=== Begin Enclosure ===
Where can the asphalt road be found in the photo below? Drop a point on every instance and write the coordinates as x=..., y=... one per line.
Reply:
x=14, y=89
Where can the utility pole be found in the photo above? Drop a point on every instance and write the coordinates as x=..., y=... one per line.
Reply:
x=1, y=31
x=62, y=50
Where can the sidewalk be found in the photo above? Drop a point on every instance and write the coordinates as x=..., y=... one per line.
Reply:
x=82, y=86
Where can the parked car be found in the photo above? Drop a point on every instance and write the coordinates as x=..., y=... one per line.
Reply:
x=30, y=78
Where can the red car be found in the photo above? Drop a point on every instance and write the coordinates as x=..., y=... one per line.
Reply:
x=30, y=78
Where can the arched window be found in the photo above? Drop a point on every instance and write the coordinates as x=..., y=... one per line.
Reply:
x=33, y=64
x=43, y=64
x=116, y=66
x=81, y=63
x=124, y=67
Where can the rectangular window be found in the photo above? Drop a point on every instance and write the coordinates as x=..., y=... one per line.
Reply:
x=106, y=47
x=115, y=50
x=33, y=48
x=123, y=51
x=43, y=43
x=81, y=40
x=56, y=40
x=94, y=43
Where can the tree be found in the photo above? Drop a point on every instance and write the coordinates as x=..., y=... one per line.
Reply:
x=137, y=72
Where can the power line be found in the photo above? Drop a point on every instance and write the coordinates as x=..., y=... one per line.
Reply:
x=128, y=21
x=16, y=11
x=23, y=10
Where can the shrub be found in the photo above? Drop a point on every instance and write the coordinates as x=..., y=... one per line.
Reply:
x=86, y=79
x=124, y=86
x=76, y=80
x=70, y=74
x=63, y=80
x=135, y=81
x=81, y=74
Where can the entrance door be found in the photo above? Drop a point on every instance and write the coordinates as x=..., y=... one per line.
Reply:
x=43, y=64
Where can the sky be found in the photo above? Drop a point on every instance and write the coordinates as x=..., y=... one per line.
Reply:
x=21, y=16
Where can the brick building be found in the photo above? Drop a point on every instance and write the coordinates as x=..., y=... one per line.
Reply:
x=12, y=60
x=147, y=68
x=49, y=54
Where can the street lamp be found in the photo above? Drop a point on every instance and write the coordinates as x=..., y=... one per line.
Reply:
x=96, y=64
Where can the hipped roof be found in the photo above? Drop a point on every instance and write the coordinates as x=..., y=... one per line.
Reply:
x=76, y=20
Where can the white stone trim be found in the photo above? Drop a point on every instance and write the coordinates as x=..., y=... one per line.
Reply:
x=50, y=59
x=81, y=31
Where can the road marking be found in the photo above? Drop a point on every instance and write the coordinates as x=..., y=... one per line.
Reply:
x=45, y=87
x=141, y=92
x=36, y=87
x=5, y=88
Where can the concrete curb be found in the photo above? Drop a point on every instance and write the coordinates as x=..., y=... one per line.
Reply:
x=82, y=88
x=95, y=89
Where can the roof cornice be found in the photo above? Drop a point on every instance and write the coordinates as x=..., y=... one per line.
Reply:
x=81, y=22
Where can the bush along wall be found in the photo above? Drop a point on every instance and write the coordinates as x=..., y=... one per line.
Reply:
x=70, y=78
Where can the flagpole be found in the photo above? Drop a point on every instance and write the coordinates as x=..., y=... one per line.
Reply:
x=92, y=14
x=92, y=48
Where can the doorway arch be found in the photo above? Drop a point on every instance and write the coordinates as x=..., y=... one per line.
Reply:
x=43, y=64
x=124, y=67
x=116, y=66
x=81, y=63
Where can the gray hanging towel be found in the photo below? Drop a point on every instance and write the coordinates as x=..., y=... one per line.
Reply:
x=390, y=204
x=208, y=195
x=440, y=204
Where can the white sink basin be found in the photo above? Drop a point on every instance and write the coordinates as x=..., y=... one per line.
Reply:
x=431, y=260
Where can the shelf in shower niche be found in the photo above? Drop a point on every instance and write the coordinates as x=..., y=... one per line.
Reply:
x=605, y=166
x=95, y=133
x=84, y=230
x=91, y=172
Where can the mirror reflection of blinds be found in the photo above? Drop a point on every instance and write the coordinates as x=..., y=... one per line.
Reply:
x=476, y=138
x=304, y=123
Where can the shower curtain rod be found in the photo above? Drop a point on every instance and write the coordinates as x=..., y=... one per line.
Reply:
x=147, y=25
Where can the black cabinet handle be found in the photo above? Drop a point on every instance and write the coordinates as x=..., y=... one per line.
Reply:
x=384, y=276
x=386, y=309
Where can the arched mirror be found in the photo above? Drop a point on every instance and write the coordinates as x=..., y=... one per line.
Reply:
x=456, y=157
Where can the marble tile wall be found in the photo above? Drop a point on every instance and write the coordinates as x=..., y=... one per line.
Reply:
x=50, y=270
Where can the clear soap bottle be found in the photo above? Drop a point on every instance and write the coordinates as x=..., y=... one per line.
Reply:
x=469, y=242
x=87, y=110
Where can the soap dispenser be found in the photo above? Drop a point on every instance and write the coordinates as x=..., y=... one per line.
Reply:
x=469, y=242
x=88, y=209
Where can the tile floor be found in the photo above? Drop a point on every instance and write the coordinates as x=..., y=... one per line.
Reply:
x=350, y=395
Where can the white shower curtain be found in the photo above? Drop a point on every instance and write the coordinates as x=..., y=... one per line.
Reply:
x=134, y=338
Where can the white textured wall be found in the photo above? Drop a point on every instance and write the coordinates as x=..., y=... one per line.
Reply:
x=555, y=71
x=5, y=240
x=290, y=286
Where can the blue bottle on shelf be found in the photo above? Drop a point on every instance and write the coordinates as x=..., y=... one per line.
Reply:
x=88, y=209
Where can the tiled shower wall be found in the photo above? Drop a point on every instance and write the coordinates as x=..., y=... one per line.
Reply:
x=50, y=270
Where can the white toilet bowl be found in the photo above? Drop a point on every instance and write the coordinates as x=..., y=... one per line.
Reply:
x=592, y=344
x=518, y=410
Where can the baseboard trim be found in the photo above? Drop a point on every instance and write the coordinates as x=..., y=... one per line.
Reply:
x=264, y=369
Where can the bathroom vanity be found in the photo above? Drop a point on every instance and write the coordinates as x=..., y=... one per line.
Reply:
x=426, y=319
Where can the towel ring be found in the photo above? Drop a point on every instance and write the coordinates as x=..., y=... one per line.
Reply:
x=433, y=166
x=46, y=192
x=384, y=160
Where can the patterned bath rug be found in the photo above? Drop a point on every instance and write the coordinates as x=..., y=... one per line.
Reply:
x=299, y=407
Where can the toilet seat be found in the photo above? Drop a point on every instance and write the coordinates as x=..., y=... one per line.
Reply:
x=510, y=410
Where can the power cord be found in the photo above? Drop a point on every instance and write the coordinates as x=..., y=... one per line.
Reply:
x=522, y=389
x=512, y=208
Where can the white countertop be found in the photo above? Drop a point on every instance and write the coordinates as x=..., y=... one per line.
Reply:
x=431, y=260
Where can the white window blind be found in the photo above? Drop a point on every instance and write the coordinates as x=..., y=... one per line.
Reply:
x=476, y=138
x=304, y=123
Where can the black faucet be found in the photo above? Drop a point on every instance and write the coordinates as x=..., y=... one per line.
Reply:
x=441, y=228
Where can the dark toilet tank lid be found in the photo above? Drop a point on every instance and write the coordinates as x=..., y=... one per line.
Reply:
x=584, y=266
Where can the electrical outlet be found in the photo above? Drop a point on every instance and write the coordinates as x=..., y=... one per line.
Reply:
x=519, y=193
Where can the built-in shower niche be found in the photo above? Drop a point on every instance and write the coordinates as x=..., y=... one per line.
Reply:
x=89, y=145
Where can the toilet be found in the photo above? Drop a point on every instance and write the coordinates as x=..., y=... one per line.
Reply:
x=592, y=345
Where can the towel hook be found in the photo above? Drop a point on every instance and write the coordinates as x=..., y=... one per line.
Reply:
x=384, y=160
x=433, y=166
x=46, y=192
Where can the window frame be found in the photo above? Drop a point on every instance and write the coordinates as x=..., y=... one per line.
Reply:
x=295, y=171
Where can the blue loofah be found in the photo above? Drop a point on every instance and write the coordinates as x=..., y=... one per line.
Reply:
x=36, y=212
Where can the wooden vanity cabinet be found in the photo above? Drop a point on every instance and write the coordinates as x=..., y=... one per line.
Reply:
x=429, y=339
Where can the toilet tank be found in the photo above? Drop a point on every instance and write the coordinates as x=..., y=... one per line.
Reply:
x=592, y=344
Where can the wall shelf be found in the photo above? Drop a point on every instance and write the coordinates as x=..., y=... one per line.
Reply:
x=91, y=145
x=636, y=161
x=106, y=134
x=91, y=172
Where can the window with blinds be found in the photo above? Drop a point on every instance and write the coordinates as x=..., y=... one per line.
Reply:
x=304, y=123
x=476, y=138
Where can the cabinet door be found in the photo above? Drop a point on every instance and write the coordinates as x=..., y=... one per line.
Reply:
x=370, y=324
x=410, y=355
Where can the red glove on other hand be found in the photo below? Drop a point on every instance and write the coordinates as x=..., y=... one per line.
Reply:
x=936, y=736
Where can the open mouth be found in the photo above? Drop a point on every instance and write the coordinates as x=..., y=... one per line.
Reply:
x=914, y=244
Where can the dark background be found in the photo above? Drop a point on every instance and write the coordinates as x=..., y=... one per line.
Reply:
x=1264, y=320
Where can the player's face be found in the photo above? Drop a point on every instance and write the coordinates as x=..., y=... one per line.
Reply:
=== End Enclosure ===
## WHAT YOU NEED TO DO
Take every line from the records that holds "blue" and copy it down.

## ANSWER TO THIS PROBLEM
Where can the blue bottle on shelf be found in the photo above? Drop a point on every instance and write the coordinates as x=..., y=... one per line.
Where can the blue loofah be found in the photo above? Drop a point on every instance and write the coordinates as x=..., y=... one per line.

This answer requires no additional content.